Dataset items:

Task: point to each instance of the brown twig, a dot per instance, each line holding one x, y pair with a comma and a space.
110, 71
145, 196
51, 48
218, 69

AIM OF THE EXERCISE: Return every record in full, word for word.

SOLUTION TO THE EXERCISE:
Task: point to each instance of the brown twig, a dot per instance, each line holding one x, y pair with a comma and a space.
110, 71
145, 196
51, 48
218, 69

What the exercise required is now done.